● **Data to process**:
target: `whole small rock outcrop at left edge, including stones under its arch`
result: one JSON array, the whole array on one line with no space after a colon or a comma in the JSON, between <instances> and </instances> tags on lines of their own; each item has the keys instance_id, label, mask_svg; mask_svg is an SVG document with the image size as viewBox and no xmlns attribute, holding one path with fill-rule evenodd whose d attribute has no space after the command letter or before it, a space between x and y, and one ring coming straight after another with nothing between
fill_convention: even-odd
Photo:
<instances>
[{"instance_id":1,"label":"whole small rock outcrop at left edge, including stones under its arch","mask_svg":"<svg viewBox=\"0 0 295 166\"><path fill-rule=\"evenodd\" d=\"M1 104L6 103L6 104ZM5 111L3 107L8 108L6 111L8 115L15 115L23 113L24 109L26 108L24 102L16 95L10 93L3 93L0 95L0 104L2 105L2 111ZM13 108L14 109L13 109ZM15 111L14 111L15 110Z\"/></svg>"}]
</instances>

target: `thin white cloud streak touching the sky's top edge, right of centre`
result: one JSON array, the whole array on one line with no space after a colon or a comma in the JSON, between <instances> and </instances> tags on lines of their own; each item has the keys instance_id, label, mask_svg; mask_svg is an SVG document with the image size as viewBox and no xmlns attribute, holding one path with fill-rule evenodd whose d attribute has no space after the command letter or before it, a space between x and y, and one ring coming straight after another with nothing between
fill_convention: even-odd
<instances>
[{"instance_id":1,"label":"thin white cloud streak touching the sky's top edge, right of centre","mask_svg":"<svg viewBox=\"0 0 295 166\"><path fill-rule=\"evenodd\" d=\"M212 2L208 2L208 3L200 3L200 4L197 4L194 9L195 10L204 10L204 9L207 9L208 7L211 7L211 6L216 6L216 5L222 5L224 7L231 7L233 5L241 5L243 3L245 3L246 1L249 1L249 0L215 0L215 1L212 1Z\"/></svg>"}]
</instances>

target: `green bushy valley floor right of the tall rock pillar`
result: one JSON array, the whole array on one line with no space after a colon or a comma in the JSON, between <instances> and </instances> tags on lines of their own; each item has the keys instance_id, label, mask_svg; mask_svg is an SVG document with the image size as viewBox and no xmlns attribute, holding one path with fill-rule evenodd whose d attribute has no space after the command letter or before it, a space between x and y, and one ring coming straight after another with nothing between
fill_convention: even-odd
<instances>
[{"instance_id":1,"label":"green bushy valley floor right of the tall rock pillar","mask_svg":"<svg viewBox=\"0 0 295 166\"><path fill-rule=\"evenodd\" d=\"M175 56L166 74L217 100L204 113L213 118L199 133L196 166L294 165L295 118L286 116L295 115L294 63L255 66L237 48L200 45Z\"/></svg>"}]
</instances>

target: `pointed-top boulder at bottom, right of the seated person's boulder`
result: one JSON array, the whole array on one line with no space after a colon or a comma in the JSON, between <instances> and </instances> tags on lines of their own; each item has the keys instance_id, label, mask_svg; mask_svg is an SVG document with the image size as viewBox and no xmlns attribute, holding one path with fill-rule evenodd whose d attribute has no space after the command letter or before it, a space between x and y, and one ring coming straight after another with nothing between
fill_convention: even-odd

● **Activity**: Copy out the whole listing exactly as given.

● **Output for this task**:
target: `whole small rock outcrop at left edge, including stones under its arch`
result: one JSON array, the whole array on one line with no space after a colon or a comma in the JSON, between <instances> and </instances> tags on lines of their own; each item has the keys instance_id, label, mask_svg; mask_svg is an SVG document with the image size as viewBox and no xmlns attribute, holding one path with fill-rule evenodd whose d attribute has no space after the command letter or before it, a space between x and y, and one ring coming straight after another with nothing between
fill_convention: even-odd
Photo:
<instances>
[{"instance_id":1,"label":"whole small rock outcrop at left edge, including stones under its arch","mask_svg":"<svg viewBox=\"0 0 295 166\"><path fill-rule=\"evenodd\" d=\"M1 104L6 103L6 104ZM5 111L3 107L8 108L6 111L8 115L15 115L23 113L24 109L26 108L24 102L16 95L10 93L3 93L0 95L0 104L2 105L2 111ZM13 108L14 109L13 109ZM15 111L14 111L15 110Z\"/></svg>"}]
</instances>

target: `thin white cloud streak touching the sky's top edge, right of centre`
result: one JSON array, the whole array on one line with no space after a colon or a comma in the JSON, between <instances> and </instances> tags on lines of their own; each item has the keys instance_id, label, mask_svg; mask_svg is an SVG document with the image size as viewBox and no xmlns attribute, holding one path with fill-rule evenodd whose d attribute has no space after the command letter or before it, a space between x and y, and one ring coming straight after another with nothing between
fill_convention: even-odd
<instances>
[{"instance_id":1,"label":"thin white cloud streak touching the sky's top edge, right of centre","mask_svg":"<svg viewBox=\"0 0 295 166\"><path fill-rule=\"evenodd\" d=\"M212 2L208 2L208 3L200 3L200 4L197 4L194 9L195 10L204 10L204 9L207 9L208 7L211 7L211 6L216 6L216 5L222 5L224 7L231 7L233 5L241 5L243 3L245 3L246 1L249 1L249 0L215 0L215 1L212 1Z\"/></svg>"}]
</instances>

target: `green bushy valley floor right of the tall rock pillar`
result: one JSON array, the whole array on one line with no space after a colon or a comma in the JSON, between <instances> and </instances> tags on lines of their own; each item has the keys instance_id, label, mask_svg; mask_svg is an SVG document with the image size as viewBox and no xmlns attribute, holding one path with fill-rule evenodd whose d attribute has no space after the command letter or before it, a space between x and y, and one ring coming straight after another with nothing between
fill_convention: even-odd
<instances>
[{"instance_id":1,"label":"green bushy valley floor right of the tall rock pillar","mask_svg":"<svg viewBox=\"0 0 295 166\"><path fill-rule=\"evenodd\" d=\"M175 56L166 74L217 100L204 113L213 118L199 133L196 166L294 165L295 118L286 116L295 115L294 63L255 66L237 48L200 45Z\"/></svg>"}]
</instances>

target: `pointed-top boulder at bottom, right of the seated person's boulder`
result: one JSON array, the whole array on one line with no space after a colon or a comma in the JSON, between <instances> and </instances> tags on lines of their own; each item has the keys instance_id, label, mask_svg; mask_svg is an SVG document with the image size as viewBox and no xmlns attribute, holding one path with fill-rule evenodd whose d attribute has no space after the command letter or before it, a space between x and y, and one ring coming straight after another with nothing between
fill_convention: even-odd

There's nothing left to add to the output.